Class StringDimensionIndexer

    • Constructor Detail

      • StringDimensionIndexer

        public StringDimensionIndexer​(DimensionSchema.MultiValueHandling multiValueHandling,
                                      boolean hasBitmapIndexes,
                                      boolean hasSpatialIndexes,
                                      boolean useMaxMemoryEstimates)
    • Method Detail

      • processRowValsToUnsortedEncodedKeyComponent

        public EncodedKeyComponent<int[]> processRowValsToUnsortedEncodedKeyComponent​(@Nullable
                                                                                      Object dimValues,
                                                                                      boolean reportParseExceptions)
        Description copied from interface: DimensionIndexer
        Encodes the given row value(s) of the dimension to be used within a row key. It also updates the internal state of the DimensionIndexer, e.g. the dimLookup.

        For example, the dictionary-encoded String-type column will return an int[] containing dictionary IDs.

        Parameters:
        dimValues - Value(s) of the dimension in a row. This can either be a single value or a list of values (for multi-valued dimensions)
        reportParseExceptions - true if parse exceptions should be reported, false otherwise
        Returns:
        Encoded dimension value(s) to be used as a component for the row key. Contains an object of the DimensionIndexer and the effective size of the key component in bytes.
      • compareUnsortedEncodedKeyComponents

        public int compareUnsortedEncodedKeyComponents​(int[] lhs,
                                                       int[] rhs)
        Description copied from interface: DimensionIndexer
        Compares the row values for this DimensionIndexer's dimension from a Row key. The dimension value arrays within a Row key always use the "unsorted" ordering for encoded values. The row values are passed to this function as an Object, the implementer should cast them to the type appropriate for this dimension. For example, a dictionary encoded String implementation would cast the Objects as int[] arrays. When comparing, if the two arrays have different lengths, the shorter array should be ordered first. Otherwise, the implementer of this function should iterate through the unsorted encoded values, converting them to their actual type (e.g., performing a dictionary lookup for a dict-encoded String dimension), and comparing the actual values until a difference is found. Refer to StringDimensionIndexer.compareUnsortedEncodedKeyComponents() for a reference implementation. The comparison rules used by this method should match the rules used by DimensionHandler.getEncodedValueSelectorComparator(), otherwise incorrect ordering/merging of rows can occur during ingestion, causing issues such as imperfect rollup.
        Parameters:
        lhs - dimension value array from a Row key
        rhs - dimension value array from a Row key
        Returns:
        comparison of the two arrays
      • checkUnsortedEncodedKeyComponentsEqual

        public boolean checkUnsortedEncodedKeyComponentsEqual​(int[] lhs,
                                                              int[] rhs)
        Description copied from interface: DimensionIndexer
        Check if two row value arrays from Row keys are equal.
        Parameters:
        lhs - dimension value array from a Row key
        rhs - dimension value array from a Row key
        Returns:
        true if the two arrays are equal
      • getUnsortedEncodedKeyComponentHashCode

        public int getUnsortedEncodedKeyComponentHashCode​(int[] key)
        Description copied from interface: DimensionIndexer
        Given a row value array from a Row key, generate a hashcode.

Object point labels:
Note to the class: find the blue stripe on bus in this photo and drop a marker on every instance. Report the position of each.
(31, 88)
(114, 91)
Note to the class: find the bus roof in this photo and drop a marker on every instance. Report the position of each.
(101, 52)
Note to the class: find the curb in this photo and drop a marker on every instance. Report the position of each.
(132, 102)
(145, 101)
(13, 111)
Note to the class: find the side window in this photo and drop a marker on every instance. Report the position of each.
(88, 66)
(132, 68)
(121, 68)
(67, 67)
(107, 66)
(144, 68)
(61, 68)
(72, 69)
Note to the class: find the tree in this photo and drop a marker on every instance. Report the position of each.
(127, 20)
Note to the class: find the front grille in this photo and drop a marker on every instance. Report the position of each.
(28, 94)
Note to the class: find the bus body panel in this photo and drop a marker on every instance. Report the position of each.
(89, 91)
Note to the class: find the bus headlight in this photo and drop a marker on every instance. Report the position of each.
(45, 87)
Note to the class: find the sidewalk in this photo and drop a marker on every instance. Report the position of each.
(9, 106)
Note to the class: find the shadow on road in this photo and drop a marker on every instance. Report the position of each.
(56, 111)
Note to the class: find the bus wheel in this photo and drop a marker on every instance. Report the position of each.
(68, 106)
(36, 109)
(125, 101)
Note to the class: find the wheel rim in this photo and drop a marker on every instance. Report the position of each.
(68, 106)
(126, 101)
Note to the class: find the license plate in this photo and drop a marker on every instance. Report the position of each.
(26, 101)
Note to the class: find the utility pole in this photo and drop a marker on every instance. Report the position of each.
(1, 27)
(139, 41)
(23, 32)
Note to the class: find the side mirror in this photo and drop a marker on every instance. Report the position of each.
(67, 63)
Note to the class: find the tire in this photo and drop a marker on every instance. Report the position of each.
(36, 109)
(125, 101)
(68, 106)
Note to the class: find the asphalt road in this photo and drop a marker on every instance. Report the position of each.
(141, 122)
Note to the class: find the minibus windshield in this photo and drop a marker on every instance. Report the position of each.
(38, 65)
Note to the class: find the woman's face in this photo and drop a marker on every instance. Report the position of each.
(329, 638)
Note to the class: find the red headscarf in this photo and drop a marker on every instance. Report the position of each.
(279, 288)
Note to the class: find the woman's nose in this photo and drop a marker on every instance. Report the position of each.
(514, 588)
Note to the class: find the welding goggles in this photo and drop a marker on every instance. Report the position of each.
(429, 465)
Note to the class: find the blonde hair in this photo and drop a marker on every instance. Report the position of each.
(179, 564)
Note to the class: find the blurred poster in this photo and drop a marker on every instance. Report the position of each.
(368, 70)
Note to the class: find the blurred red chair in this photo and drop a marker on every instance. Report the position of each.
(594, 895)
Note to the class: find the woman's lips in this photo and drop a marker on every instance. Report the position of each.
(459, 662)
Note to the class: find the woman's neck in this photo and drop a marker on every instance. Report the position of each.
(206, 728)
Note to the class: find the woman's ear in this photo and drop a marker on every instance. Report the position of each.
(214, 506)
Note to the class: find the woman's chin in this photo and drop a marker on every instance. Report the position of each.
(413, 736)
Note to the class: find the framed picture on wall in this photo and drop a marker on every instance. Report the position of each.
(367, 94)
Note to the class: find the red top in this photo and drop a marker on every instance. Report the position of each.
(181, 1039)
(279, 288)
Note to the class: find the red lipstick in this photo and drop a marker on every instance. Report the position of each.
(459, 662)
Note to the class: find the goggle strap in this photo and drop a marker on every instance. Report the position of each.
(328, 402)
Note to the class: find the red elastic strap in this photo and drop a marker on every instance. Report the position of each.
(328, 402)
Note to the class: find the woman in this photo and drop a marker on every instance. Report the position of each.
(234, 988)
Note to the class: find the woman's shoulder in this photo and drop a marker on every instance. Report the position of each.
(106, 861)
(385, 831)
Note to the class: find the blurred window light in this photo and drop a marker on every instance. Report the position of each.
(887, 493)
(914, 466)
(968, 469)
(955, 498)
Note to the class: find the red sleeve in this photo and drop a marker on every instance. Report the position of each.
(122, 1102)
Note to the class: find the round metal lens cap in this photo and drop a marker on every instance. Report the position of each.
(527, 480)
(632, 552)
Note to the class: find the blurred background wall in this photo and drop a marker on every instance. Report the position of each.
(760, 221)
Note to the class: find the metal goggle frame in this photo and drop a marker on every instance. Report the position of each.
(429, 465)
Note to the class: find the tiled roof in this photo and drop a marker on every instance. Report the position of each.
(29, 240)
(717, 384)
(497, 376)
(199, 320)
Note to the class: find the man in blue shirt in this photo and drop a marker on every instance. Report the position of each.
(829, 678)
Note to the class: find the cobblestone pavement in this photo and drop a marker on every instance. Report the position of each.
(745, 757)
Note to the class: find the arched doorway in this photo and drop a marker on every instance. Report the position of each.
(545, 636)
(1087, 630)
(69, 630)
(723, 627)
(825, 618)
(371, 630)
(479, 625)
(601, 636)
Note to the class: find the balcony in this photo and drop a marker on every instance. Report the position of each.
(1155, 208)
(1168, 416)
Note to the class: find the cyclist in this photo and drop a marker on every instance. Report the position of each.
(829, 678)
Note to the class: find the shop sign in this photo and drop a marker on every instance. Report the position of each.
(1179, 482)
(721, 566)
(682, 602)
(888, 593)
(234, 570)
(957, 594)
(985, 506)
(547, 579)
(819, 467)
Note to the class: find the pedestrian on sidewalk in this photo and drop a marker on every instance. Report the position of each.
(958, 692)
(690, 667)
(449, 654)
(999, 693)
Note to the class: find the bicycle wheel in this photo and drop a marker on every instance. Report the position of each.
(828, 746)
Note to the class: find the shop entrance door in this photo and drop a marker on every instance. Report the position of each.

Direction A:
According to the StringDimensionIndexer documentation, why should the rules in compareUnsortedEncodedKeyComponents match those of DimensionHandler.getEncodedValueSelectorComparator()?
Direction B:
In the StringDimensionIndexer documentation, which array comes first when two arrays of different lengths are compared?
Direction C:
Continue the StringDimensionIndexer documentation from the point where it stops.

Result A:
If the rules don't match, rows can be ordered or merged incorrectly during ingestion. That can cause problems such as imperfect rollup.

Result B:
The shorter array is ordered first.

Result C:
        Parameters:
        key - dimension value array from a Row key
        Returns:
        hashcode of the array
      • makeDimensionSelector

        public DimensionSelector makeDimensionSelector​(DimensionSpec spec,
                                                       IncrementalIndexRowHolder currEntry,
                                                       IncrementalIndex.DimensionDesc desc)
        Description copied from interface: DimensionIndexer
        Return an object used to read values from this indexer's column as Strings.
        Parameters:
        spec - Specifies the output name of a dimension and any extraction functions to be applied.
        currEntry - Provides access to the current Row object in the Cursor
        desc - Descriptor object for this dimension within an IncrementalIndex
        Returns:
        A new object that reads rows from currEntry
      • convertUnsortedEncodedKeyComponentToActualList

        @Nullable
        public Object convertUnsortedEncodedKeyComponentToActualList​(int[] key)
        Description copied from interface: DimensionIndexer
        Given a row value array from a Row key, as described in the documentation for DimensionIndexer.compareUnsortedEncodedKeyComponents(EncodedKeyComponentType, EncodedKeyComponentType), convert the unsorted encoded values to a list of actual values. If the key has one element, this method should return a single Object instead of a list.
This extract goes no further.